11.2. Successivamente la disposizione di cui all’art. 11, comma 4-bis, della L.r. in esame era stata dichiarata costituzionalmente illegittima dalla Corte Costituzione con sentenza n. 232/2008, per violazione della previsione di cui all’art. 117, comma 2, lettera s), della Costituzione, in relazione alla disposizione di cui all’art. 146 del D.Lgs. n. 42/2004. A sostegno della declaratoria di illegittimità la Corte aveva evidenziato che: i) la disposizione di cui all’art. 146 del Codice dei beni culturali e del paesaggio imponeva il rilascio dell’autorizzazione paesaggistica nei territori costieri compresi in una fascia della profondità di 300 metri dalla linea di battigia e tale autorizzazione costituiva “atto autonomo da valere come presupposto rispetto al permesso di costruire e agli altri titoli legittimanti l’intervento urbanistico-edilizio”; ii) la disposizione regionale consentiva il mantenimento delle opere precarie in questione, oltre il periodo autorizzato in relazione alla durata della stagione balneare, in mancanza della necessaria positiva valutazione di compatibilità paesaggistica; iii) tale regola doveva ritenersi in contrasto con il principio secondo il quale la tutela ambientale e paesaggistica (avente ad oggetto un bene complesso ed unitario) costituisce un valore primario e assoluto, e rientra nella competenza legislativa esclusiva dello Stato; iv) tale principio non era ostativo alla possibilità che leggi regionali, emanate nell’esercizio della potestà concorrente di cui all’art. 117, terzo comma, della Costituzione, o di quella residuale di cui all’art. 117, quarto comma, della Costituzione, potessero assumere tra i propri scopi anche indirette finalità di tutela ambientale, ma non consentiva, tuttavia, l’introduzione di deroghe agli istituti di protezione ambientale uniformi, validi in tutto il territorio nazionale, nel cui ambito doveva essere annoverata l’autorizzazione paesaggistica.

___

▶ [CONSEGNA]
Nel brano sulla sentenza n. 232/2008, quanto è profonda la fascia costiera in cui l'art. 146 richiedeva l'autorizzazione paesaggistica?

Esempi di etichettatura dei punti
___

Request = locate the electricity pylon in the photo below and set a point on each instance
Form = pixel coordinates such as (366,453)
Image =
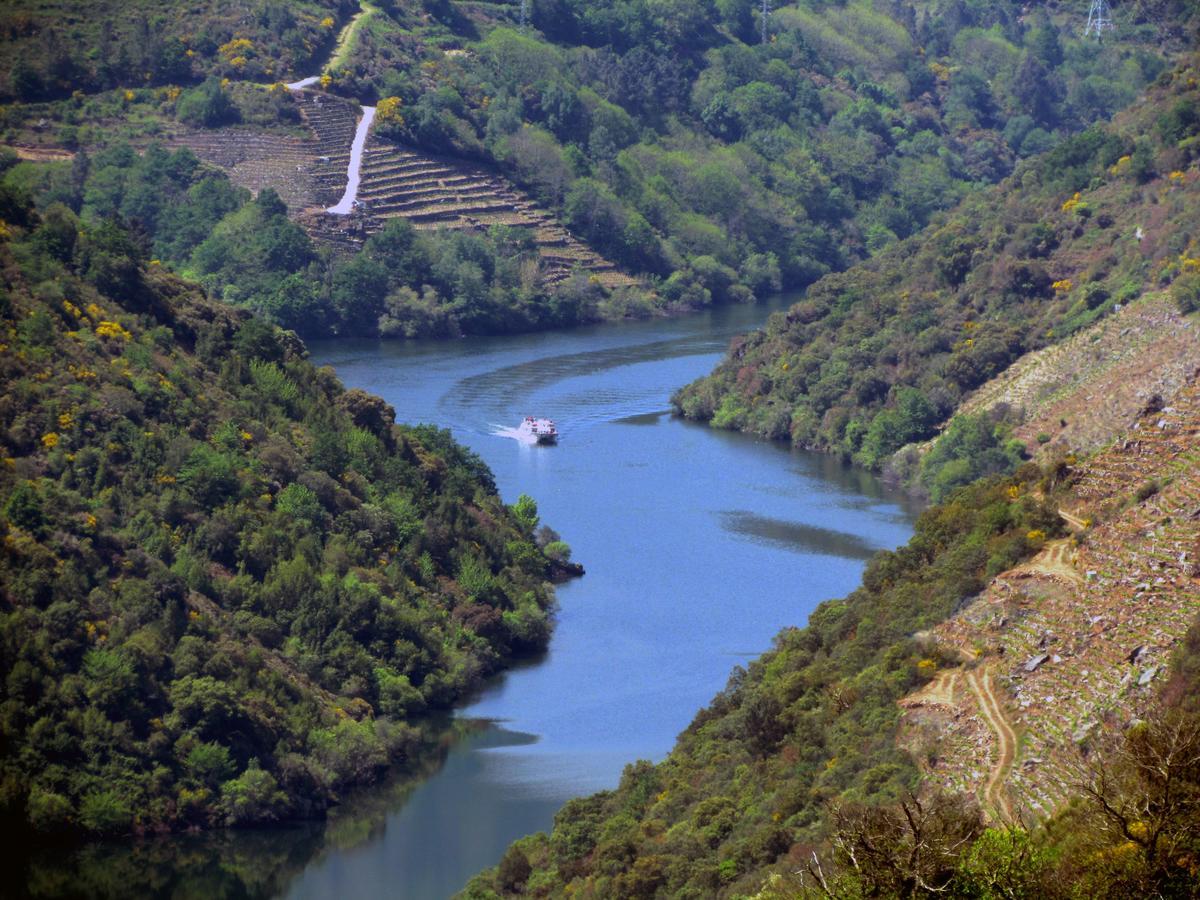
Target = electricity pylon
(1099,19)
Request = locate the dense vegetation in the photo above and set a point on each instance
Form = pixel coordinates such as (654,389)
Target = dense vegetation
(791,784)
(810,723)
(679,144)
(135,43)
(246,251)
(229,586)
(669,136)
(880,355)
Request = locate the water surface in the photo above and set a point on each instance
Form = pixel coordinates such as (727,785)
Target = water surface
(700,546)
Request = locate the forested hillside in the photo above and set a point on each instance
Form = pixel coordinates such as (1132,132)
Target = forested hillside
(883,354)
(1047,688)
(53,48)
(1023,659)
(229,586)
(679,143)
(671,137)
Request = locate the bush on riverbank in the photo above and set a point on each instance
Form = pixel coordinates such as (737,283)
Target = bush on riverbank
(229,585)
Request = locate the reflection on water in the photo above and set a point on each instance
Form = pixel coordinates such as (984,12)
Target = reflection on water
(642,418)
(797,535)
(250,864)
(700,545)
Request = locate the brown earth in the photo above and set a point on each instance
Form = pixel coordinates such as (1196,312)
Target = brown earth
(396,181)
(1098,381)
(1074,640)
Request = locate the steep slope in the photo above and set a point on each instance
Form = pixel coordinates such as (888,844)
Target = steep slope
(808,725)
(880,357)
(231,588)
(1075,395)
(156,42)
(1080,636)
(431,192)
(1024,648)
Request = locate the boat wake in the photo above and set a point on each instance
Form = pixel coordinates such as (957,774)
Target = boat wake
(522,437)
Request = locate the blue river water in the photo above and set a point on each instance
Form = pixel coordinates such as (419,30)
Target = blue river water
(700,546)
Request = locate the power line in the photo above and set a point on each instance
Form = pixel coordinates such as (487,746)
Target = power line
(1099,19)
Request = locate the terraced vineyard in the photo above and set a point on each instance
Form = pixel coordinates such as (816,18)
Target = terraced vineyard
(1074,641)
(429,191)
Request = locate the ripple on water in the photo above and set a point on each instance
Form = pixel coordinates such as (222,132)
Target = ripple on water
(797,537)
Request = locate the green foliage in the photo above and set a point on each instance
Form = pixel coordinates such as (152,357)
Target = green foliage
(808,726)
(526,511)
(880,355)
(49,54)
(228,582)
(664,132)
(972,447)
(207,106)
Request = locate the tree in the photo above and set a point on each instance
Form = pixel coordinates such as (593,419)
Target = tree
(1144,792)
(207,106)
(907,850)
(526,511)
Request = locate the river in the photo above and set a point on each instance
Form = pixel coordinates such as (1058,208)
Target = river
(699,545)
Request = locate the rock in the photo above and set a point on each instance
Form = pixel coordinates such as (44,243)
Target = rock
(1036,663)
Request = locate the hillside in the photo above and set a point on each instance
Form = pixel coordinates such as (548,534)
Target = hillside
(1080,636)
(231,588)
(653,159)
(957,720)
(155,42)
(960,717)
(882,355)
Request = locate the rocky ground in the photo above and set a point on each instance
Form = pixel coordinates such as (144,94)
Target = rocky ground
(1074,641)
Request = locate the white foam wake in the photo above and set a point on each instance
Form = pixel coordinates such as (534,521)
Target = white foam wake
(523,437)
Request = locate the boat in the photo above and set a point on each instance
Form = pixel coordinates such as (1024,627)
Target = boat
(543,431)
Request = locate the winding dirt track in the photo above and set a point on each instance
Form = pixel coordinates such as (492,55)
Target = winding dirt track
(1055,561)
(995,793)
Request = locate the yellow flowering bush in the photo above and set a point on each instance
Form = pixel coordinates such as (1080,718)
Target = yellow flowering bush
(113,329)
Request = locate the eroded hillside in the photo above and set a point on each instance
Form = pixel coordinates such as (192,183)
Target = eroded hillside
(1079,636)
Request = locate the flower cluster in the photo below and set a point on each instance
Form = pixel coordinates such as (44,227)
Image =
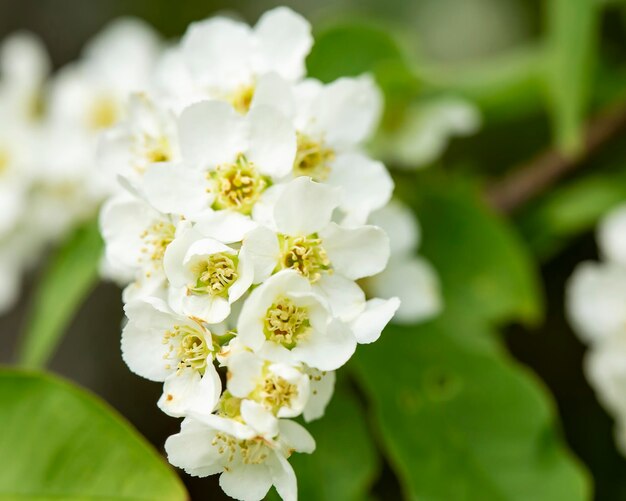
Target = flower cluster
(249,228)
(49,129)
(596,296)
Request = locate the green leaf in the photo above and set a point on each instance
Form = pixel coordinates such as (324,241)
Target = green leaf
(70,276)
(505,86)
(59,442)
(572,33)
(570,210)
(484,267)
(345,462)
(459,421)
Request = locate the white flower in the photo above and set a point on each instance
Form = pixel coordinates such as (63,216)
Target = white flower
(226,57)
(148,135)
(605,366)
(24,67)
(229,160)
(282,389)
(595,295)
(285,321)
(407,276)
(249,464)
(205,273)
(332,121)
(136,237)
(309,242)
(322,386)
(161,346)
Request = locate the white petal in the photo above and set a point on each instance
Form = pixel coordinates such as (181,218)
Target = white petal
(305,207)
(244,370)
(217,52)
(212,310)
(348,111)
(225,226)
(327,351)
(188,449)
(259,418)
(272,146)
(415,282)
(366,185)
(261,246)
(284,40)
(246,482)
(612,236)
(345,297)
(369,325)
(211,133)
(321,391)
(283,477)
(401,226)
(176,189)
(356,252)
(296,436)
(596,295)
(187,391)
(274,91)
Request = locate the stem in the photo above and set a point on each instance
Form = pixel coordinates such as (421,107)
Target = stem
(531,179)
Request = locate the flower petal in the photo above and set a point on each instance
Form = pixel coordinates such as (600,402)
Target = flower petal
(272,146)
(305,207)
(284,40)
(211,133)
(368,326)
(356,252)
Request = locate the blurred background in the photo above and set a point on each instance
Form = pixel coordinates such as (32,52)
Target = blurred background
(453,40)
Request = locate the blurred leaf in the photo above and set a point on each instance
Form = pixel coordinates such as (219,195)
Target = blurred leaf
(355,48)
(70,276)
(345,462)
(461,422)
(59,442)
(570,210)
(572,26)
(485,269)
(505,86)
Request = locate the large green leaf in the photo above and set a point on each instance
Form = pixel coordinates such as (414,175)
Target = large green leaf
(572,27)
(485,269)
(345,462)
(70,276)
(60,443)
(461,422)
(570,210)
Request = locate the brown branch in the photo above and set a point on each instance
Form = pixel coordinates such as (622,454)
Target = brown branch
(531,179)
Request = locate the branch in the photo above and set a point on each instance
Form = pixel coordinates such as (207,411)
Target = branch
(529,180)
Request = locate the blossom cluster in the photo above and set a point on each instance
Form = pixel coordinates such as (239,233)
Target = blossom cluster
(596,296)
(49,129)
(250,237)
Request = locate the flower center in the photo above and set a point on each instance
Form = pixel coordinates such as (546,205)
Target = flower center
(242,98)
(237,186)
(286,323)
(312,158)
(156,239)
(277,392)
(306,255)
(216,274)
(104,112)
(253,451)
(188,348)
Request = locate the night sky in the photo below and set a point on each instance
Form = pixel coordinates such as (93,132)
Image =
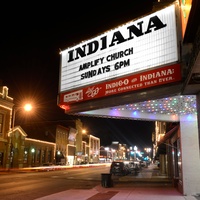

___

▶ [RISPOSTA]
300 metri dalla linea di battigia.